How many lines in the data below contain the word "cedar"? State only the number.

═══ Material for this task

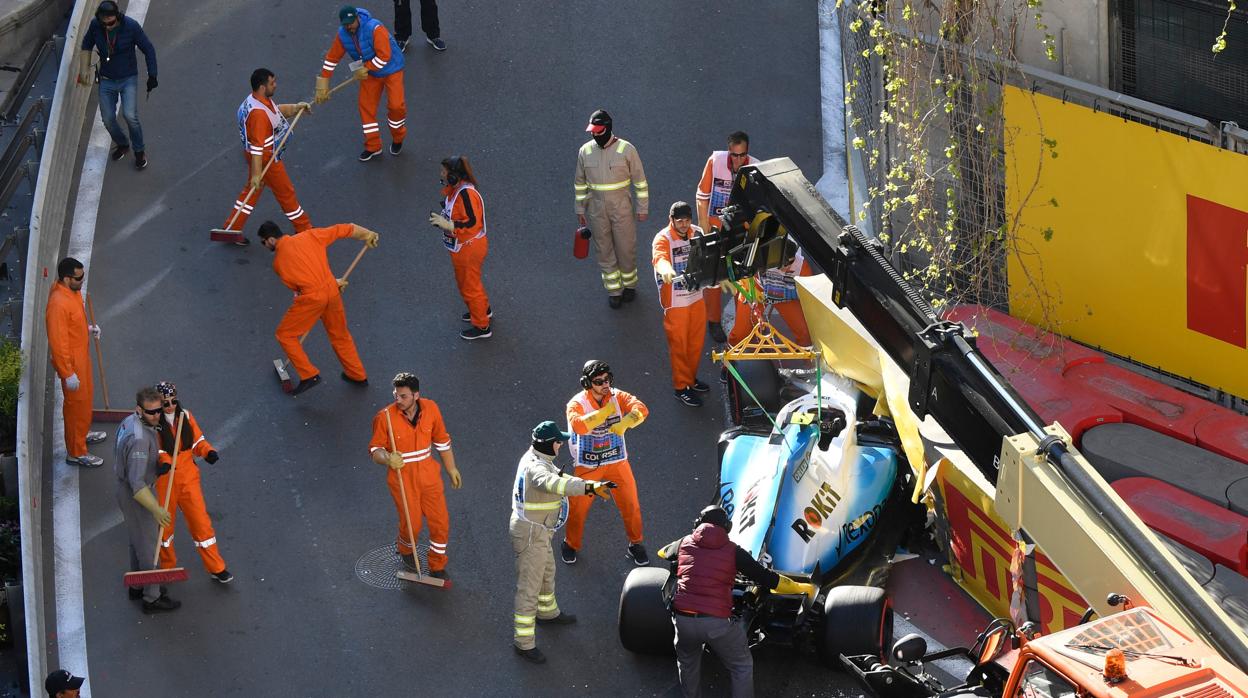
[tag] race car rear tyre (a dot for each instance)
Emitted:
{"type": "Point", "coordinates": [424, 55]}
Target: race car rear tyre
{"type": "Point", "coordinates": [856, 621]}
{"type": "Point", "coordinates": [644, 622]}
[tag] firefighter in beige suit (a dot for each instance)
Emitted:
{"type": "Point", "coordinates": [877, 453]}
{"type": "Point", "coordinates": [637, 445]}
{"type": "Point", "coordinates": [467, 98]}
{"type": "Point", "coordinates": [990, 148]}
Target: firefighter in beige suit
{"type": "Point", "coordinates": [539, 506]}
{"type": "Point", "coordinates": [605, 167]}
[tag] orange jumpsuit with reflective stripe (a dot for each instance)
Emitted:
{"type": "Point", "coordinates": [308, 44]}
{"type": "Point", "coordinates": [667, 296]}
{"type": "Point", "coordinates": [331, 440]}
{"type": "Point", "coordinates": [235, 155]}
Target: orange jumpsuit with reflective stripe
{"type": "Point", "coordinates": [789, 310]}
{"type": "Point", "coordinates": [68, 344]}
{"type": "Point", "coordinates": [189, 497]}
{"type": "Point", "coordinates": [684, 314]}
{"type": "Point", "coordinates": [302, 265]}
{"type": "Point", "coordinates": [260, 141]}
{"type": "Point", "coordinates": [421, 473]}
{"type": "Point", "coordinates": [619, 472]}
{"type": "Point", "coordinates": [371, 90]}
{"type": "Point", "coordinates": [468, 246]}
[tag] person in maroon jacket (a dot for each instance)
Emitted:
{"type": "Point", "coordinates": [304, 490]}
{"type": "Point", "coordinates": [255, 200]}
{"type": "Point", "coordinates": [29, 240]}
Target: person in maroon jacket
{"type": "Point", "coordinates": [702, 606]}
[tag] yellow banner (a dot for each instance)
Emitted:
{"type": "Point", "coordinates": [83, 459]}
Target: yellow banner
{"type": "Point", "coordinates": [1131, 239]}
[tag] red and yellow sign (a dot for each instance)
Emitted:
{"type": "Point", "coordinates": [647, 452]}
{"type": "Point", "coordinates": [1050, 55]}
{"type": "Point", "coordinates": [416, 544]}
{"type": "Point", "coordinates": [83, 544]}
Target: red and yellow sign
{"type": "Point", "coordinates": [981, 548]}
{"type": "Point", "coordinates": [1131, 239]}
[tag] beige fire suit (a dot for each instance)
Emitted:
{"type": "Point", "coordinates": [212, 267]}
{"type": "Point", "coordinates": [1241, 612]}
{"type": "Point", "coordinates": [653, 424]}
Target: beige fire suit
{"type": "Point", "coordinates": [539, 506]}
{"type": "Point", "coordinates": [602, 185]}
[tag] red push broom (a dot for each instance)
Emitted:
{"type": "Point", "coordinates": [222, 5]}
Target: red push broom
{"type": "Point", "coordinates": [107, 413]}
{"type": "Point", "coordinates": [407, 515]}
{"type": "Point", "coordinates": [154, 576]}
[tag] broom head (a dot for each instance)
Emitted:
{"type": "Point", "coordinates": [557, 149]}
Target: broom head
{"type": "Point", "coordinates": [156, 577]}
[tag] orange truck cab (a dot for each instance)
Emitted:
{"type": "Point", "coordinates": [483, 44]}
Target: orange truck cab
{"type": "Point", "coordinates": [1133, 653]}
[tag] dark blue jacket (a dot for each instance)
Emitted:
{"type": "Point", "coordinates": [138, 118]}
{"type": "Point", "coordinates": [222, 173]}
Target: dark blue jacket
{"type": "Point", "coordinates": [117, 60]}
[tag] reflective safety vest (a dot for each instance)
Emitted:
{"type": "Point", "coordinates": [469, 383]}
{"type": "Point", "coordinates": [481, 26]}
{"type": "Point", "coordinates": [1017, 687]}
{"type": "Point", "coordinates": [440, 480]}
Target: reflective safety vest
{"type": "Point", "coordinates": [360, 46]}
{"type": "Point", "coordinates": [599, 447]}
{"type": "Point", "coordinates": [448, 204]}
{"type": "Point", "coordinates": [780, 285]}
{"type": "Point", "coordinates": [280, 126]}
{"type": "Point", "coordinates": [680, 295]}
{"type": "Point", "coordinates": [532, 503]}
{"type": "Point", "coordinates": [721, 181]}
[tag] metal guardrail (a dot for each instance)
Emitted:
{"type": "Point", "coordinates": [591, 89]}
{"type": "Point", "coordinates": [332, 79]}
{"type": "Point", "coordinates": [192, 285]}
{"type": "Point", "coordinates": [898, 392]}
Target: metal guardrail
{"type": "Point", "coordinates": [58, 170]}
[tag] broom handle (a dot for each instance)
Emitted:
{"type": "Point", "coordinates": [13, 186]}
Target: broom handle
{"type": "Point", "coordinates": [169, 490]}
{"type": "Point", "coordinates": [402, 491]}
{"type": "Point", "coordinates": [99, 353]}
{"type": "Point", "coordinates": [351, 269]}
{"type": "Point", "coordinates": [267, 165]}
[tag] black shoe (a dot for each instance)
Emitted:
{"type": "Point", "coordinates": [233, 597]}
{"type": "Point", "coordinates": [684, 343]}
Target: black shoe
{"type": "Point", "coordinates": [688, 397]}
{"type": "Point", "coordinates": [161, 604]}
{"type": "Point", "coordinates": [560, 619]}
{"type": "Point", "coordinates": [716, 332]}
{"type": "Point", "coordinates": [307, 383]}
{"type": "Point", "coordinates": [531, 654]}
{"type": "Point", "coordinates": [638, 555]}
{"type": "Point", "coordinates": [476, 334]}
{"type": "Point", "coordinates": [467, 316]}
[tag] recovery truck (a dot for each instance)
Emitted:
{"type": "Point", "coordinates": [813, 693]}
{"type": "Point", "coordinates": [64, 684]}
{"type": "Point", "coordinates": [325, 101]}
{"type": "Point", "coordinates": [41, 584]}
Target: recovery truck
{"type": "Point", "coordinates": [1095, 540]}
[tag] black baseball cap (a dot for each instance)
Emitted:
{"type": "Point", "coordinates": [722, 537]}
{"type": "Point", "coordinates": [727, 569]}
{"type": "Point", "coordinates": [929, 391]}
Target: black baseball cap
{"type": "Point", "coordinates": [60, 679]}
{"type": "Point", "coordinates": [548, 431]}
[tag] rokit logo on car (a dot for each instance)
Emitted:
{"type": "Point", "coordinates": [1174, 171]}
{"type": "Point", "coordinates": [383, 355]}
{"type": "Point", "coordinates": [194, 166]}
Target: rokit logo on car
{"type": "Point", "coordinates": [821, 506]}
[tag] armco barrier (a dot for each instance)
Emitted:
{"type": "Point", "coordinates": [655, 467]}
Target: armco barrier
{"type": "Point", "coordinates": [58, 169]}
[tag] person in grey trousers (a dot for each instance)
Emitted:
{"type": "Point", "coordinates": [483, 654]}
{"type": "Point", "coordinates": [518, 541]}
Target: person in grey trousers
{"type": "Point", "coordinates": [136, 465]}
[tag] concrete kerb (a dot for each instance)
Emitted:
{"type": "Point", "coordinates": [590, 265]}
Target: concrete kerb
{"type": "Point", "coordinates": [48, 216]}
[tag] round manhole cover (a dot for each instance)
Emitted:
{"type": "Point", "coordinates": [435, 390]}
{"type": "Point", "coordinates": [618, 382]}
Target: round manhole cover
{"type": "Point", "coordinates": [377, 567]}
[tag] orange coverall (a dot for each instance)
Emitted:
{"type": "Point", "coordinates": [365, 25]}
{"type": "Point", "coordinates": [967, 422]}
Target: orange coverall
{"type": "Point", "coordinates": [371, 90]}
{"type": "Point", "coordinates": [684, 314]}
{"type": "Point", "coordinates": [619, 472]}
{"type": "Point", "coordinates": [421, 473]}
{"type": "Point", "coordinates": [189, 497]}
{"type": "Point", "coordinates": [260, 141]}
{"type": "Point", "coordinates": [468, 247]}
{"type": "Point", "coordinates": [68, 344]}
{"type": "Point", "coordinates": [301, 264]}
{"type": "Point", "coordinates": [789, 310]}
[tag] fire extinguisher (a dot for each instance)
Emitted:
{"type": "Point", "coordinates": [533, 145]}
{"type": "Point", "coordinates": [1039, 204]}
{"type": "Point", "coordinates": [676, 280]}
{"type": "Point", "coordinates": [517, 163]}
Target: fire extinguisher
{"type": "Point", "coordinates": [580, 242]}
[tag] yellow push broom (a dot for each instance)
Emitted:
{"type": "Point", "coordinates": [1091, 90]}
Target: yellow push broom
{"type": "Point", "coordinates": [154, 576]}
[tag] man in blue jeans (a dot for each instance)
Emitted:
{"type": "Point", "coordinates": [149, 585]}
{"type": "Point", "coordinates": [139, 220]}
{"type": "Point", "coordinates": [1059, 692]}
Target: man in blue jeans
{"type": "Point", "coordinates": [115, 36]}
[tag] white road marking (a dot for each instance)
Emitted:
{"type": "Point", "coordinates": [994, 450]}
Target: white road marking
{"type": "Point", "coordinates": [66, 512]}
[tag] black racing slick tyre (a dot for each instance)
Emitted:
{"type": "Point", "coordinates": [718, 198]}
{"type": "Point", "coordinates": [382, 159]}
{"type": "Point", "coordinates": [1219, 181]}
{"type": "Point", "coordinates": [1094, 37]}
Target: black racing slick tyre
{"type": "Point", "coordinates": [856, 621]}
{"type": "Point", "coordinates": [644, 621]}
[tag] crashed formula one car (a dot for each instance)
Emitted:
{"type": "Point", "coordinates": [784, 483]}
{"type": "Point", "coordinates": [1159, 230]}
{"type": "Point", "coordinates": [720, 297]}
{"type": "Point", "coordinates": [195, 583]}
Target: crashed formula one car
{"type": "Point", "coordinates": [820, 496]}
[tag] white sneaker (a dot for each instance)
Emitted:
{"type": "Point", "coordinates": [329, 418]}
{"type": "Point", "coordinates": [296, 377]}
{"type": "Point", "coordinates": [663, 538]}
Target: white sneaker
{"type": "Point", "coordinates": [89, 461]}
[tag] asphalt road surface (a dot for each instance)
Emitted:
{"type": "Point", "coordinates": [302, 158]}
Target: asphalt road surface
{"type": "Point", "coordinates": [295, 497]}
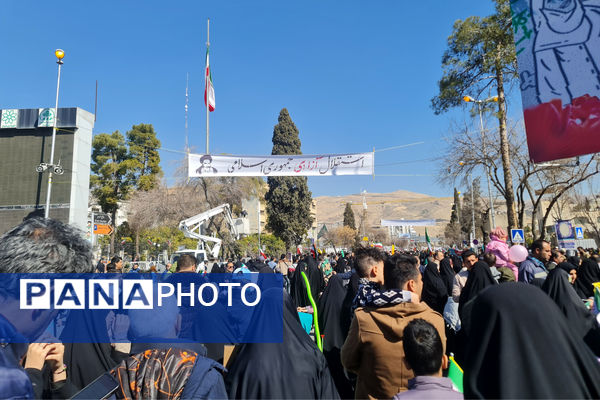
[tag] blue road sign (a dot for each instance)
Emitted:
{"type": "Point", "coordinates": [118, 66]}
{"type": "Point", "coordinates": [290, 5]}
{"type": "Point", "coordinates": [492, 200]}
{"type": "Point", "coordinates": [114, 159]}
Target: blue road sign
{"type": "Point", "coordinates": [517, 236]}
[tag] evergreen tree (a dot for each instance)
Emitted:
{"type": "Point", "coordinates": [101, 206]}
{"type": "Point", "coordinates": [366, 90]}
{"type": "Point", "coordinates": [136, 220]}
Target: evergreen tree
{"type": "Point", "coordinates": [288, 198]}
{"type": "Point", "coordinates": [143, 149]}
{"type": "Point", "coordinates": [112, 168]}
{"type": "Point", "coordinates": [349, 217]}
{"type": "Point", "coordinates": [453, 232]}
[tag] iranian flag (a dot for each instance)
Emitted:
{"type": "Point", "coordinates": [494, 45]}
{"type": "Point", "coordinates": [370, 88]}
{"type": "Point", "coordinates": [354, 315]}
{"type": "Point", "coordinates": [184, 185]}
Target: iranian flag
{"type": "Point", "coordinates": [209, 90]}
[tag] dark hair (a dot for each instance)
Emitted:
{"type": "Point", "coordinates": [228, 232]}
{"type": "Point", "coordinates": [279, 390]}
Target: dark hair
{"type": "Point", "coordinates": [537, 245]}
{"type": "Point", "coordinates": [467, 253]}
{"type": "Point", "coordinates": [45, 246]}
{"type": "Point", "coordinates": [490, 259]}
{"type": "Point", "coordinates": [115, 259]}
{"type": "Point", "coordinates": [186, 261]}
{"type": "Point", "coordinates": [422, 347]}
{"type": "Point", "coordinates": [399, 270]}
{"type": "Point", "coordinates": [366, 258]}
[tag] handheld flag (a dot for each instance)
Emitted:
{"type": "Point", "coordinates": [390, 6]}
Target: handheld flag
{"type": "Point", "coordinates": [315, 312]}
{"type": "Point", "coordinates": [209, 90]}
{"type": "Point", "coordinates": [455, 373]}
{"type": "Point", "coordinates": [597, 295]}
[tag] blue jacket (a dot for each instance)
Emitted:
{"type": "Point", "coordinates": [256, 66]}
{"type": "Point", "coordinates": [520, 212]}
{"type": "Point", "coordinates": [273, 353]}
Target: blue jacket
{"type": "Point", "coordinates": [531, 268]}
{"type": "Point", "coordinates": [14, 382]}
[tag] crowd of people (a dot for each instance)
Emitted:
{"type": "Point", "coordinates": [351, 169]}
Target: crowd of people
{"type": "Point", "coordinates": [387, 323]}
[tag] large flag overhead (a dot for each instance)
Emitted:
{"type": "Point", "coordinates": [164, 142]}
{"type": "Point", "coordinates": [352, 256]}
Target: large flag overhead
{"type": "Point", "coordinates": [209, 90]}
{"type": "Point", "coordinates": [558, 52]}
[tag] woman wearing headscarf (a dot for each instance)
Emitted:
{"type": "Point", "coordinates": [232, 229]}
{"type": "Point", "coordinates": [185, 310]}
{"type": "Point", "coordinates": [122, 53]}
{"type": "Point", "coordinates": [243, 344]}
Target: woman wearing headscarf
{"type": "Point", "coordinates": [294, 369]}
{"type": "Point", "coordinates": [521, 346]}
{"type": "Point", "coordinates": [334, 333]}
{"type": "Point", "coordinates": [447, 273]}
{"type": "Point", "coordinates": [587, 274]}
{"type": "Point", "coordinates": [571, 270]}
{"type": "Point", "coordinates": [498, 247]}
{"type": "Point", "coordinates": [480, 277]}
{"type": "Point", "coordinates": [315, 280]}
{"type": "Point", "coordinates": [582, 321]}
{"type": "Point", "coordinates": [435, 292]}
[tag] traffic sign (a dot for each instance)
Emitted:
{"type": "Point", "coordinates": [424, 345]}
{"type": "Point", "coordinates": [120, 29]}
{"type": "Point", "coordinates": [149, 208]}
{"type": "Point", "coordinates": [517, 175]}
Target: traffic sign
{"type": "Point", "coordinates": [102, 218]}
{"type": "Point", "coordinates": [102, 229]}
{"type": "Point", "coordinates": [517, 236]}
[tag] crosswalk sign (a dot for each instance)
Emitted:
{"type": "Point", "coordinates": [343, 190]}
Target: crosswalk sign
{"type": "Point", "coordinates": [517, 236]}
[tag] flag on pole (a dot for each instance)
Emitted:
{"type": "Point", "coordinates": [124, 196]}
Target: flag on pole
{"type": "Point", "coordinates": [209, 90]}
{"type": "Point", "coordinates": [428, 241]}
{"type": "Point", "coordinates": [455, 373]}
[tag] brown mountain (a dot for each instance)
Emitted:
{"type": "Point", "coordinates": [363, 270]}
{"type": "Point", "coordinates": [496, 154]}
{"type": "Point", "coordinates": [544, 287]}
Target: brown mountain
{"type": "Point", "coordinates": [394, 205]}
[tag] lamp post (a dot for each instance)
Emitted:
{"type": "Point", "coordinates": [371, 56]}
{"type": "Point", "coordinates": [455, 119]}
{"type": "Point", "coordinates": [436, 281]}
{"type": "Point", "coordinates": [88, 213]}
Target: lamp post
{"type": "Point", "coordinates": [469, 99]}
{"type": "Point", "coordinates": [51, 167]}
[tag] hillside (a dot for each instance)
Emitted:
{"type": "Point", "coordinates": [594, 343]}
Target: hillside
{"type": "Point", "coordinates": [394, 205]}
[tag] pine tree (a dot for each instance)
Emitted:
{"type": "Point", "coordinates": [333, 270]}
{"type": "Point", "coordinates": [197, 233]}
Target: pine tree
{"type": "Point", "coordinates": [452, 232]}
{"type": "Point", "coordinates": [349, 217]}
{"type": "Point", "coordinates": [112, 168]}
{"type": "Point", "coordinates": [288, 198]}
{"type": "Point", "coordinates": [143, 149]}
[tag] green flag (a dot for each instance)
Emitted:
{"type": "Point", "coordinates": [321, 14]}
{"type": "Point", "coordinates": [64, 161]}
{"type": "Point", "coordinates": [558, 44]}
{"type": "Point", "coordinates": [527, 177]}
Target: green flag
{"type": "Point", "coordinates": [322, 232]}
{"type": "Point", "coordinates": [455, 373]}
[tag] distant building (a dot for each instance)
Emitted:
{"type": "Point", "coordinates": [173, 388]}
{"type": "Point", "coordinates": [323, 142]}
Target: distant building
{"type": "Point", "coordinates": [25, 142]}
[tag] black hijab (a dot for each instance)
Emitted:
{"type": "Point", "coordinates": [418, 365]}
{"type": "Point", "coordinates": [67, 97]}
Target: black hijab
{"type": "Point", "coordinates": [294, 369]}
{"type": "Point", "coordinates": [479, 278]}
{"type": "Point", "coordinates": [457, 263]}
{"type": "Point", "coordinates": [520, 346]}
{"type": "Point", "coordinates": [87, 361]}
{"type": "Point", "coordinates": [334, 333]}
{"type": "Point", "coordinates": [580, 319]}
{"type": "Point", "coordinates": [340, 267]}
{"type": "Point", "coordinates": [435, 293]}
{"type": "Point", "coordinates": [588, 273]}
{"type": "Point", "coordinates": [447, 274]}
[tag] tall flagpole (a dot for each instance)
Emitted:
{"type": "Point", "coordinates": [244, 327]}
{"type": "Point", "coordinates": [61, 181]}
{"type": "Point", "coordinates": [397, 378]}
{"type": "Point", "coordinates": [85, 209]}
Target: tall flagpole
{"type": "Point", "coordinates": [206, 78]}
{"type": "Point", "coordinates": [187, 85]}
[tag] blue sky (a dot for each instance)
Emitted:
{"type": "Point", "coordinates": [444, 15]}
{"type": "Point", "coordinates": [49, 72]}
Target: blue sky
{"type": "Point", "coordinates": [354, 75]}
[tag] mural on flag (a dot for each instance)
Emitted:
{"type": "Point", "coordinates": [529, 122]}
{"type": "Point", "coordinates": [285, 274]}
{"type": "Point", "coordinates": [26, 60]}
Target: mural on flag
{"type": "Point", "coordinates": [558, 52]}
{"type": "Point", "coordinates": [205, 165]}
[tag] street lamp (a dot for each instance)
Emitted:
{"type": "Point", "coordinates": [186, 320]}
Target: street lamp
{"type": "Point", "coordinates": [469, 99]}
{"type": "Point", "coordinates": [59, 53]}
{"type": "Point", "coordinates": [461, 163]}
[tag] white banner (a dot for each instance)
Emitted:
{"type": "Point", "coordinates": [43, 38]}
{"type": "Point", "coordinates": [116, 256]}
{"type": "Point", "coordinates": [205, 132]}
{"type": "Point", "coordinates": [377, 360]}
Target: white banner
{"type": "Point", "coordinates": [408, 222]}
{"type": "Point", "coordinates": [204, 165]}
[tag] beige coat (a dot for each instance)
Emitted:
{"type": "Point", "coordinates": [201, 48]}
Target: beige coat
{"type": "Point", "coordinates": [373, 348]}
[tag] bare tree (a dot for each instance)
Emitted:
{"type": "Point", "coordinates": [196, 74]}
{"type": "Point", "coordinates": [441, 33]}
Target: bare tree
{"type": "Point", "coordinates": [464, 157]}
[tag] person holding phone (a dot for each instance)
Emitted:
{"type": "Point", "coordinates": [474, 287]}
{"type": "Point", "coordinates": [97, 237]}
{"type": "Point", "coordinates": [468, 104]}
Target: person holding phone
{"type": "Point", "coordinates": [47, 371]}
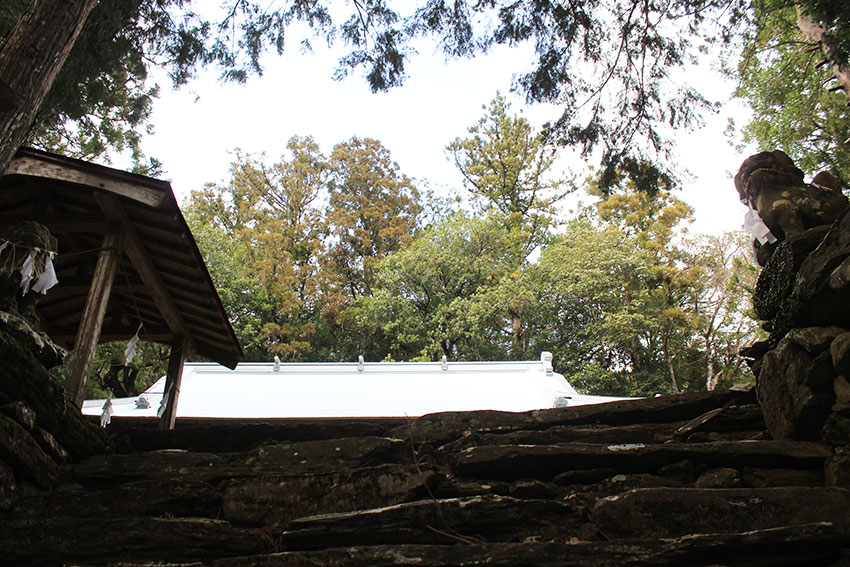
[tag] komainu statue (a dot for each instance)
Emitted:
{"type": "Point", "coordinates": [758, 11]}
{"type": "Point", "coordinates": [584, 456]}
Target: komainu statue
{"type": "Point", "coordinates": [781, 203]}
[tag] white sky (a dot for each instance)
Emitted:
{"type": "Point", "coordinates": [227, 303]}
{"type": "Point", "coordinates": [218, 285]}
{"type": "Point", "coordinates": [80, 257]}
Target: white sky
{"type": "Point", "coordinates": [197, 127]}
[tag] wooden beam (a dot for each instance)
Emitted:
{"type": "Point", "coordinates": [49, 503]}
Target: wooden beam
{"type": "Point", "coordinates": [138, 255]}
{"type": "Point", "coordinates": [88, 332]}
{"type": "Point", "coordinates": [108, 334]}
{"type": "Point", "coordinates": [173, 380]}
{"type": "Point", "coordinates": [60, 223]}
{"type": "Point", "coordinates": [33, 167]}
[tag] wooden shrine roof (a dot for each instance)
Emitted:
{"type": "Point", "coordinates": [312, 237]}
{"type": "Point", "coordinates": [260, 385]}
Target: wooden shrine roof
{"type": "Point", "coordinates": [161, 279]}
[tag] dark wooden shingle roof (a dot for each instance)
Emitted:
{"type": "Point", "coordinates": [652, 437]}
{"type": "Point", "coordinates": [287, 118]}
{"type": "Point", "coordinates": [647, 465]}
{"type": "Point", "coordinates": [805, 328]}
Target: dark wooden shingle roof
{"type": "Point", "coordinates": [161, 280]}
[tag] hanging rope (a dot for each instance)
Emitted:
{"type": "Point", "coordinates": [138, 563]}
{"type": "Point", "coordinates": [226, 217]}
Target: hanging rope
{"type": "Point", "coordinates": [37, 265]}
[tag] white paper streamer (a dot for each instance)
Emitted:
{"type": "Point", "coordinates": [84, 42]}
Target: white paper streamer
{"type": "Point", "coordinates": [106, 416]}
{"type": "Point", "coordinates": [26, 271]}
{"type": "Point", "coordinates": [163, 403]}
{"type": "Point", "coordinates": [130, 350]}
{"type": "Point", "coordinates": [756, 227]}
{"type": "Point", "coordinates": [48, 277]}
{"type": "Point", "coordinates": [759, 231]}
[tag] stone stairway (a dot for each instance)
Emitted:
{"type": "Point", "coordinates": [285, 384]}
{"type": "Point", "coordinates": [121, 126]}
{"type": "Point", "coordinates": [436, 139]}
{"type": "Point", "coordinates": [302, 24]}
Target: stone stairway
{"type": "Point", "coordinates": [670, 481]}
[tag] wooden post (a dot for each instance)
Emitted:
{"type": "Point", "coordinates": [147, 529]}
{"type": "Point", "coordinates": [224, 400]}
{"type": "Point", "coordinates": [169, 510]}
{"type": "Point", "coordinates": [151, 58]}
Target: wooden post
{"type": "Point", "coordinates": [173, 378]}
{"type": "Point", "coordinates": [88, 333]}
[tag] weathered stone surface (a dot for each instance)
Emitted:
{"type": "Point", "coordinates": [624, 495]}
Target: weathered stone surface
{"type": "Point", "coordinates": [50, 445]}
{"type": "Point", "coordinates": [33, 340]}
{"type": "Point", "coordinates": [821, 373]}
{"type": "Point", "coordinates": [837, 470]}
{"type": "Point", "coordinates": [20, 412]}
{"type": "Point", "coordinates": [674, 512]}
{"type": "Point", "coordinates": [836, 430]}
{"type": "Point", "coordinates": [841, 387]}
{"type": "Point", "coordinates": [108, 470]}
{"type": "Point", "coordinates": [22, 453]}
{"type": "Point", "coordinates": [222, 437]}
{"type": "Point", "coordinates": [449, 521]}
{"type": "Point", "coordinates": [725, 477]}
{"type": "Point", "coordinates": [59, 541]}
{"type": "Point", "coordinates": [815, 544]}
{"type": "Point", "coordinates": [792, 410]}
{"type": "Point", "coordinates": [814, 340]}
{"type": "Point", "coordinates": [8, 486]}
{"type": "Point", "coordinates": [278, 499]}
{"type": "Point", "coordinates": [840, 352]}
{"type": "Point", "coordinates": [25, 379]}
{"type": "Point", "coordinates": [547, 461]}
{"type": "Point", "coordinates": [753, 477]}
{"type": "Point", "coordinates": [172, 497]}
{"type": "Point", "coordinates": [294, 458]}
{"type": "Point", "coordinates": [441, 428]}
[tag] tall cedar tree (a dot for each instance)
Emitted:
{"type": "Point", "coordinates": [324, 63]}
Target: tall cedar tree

══════

#### Response to the exercise
2